Parts of the exercise →
1. Return, word for word, the passage of the Flesh Eater Tank thread between "Thanks so much" and "(Mar 23, 2014)", inclusive.
2. Resume the forum thread on the Flesh Eater Tank build after its final post, adding further replies.

[begin Document segment]

# The Flesh Eater Tank - Build Tutorial Video



## MadCityHaunt (Mar 17, 2014)

Hey all! Here is my Flesh Eater Tank build tutorial. I tried to be more concise with the steps on how I built the prop this time around.






There we go! :jol:


----------



## Lord Homicide (May 11, 2012)

Ah ha... nano bugs. Better outcome than magnets and worth the added expense. Sweet! Your paint jobs are really well done too.


----------



## Mattimus (Oct 23, 2013)

I love it. The aging looks great.


----------



## DoomWolf (Sep 13, 2012)

Really cool! The nano bugs work great. What was the total cost on this project?


----------



## Pumpkin5 (Aug 8, 2010)

:jol:I love this idea! What is the "tank"? Where did you get it? I love your nano bugs....I guess maybe using black boa would be too fluffy? I simply love how you made everything steampunk and industrial. Such great work!


----------



## pennywise (Aug 5, 2008)

Badass!! I love it!!!


----------



## bobzilla (Nov 13, 2008)

This is beyond cool....well done! :jol:


----------



## MadCityHaunt (Mar 17, 2014)

Thanks so much everyone!! The prop cost around $35 depending on what you have on hand and if you can find Hex Bugs on sale or not. The tank was from Pet’s Mart and it’s plastic so I don’t have to worry about glass breaking. The material I used on the bugs was a kind of a wispy yarn I found at Michaels, it just looked like it would fit the bill, but any type of “fuzzy” material should work! :jol:


----------



## smootah (Mar 23, 2014)

This is simply genius. I love all the detail.


----------



## provprops (Jun 18, 2014)

Nice touch by adding the nano bugs to the final look.


----------



## z0mbie st0mp (Oct 9, 2010)

Saw the video on youtube... So awesome


----------



## punkineater (Apr 26, 2014)

~this is crazy good; build, detail, tut, everything!! Love it :googly:


----------



## Fletch350z (Jun 24, 2014)

That's really awesome!


----------



## The Halloween Lady (Aug 18, 2010)

That is just down right cool!!! Very, very creative. You definitely got my mind spinning.
Awesome tut too!

[end Document segment]
[begin Information given]

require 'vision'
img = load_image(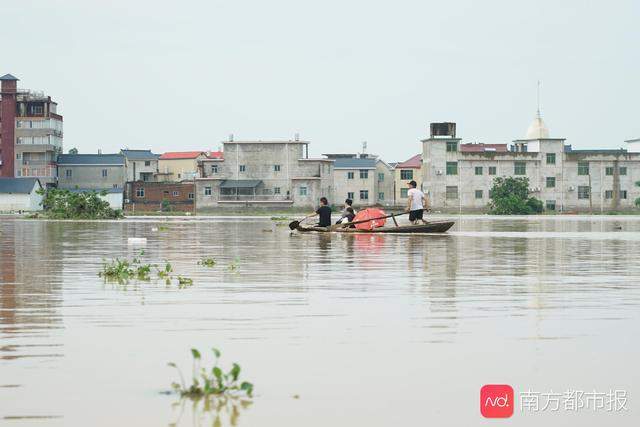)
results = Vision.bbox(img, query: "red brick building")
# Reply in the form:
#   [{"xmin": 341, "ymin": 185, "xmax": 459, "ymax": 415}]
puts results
[{"xmin": 124, "ymin": 181, "xmax": 196, "ymax": 213}]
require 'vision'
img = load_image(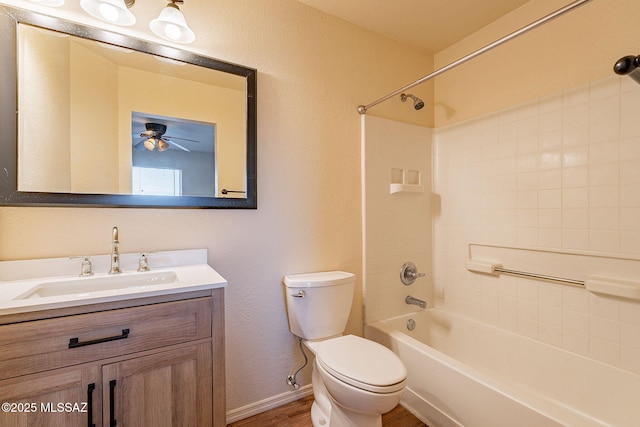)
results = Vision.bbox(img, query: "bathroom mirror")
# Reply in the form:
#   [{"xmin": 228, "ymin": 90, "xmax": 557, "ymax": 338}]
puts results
[{"xmin": 0, "ymin": 6, "xmax": 257, "ymax": 209}]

[end Information given]

Expected results →
1.
Thanks so much everyone!! The prop cost around $35 depending on what you have on hand and if you can find Hex Bugs on sale or not. The tank was from Pet’s Mart and it’s plastic so I don’t have to worry about glass breaking. The material I used on the bugs was a kind of a wispy yarn I found at Michaels, it just looked like it would fit the bill, but any type of “fuzzy” material should work! :jol:


----------



## smootah (Mar 23, 2014)

2.
----------



## screaminscott (Oct 13, 2006)

Hey! You know what would look really cool? Use a real hexbug on top of the skull, but fasten it to the skull with a short piece of thread glued from the belly to the skull. Then it could jitter around but not fall off, making it look like it is really eating the flesh.

Also, maybe you could put some pieces of flesh around the tank. The hexbugs would bump up against them and look like they were eating.

Looks great! I think I remember hearing this featured on Hauntcast, right?


----------



## Cat_Bones (Jun 1, 2012)

love this!


----------



## beelce (Jul 21, 2007)

Outstanding.........!!


----------



## Vlad (Aug 2, 2005)

very cool, nice work


----------



## Stirk (Sep 2, 2014)

Yeah, this is really top-shelf, for sure. The effect goes way over the top, and frankly makes me jealous that I don't have these in my haunt.


----------



## CottinghamCemetery (Sep 3, 2014)

I love this. Great idea and execution.


----------



## hpropman (Jul 27, 2008)

Very Nice! I love this idea! very creative


----------



## WingThing (Nov 14, 2014)

Nicely done. Love it.


----------



## samhayne (Jul 3, 2008)

Wow, love it .... it's now my drawing board tonight for sure... thanks for sharing


----------



## elputas69 (Oct 27, 2014)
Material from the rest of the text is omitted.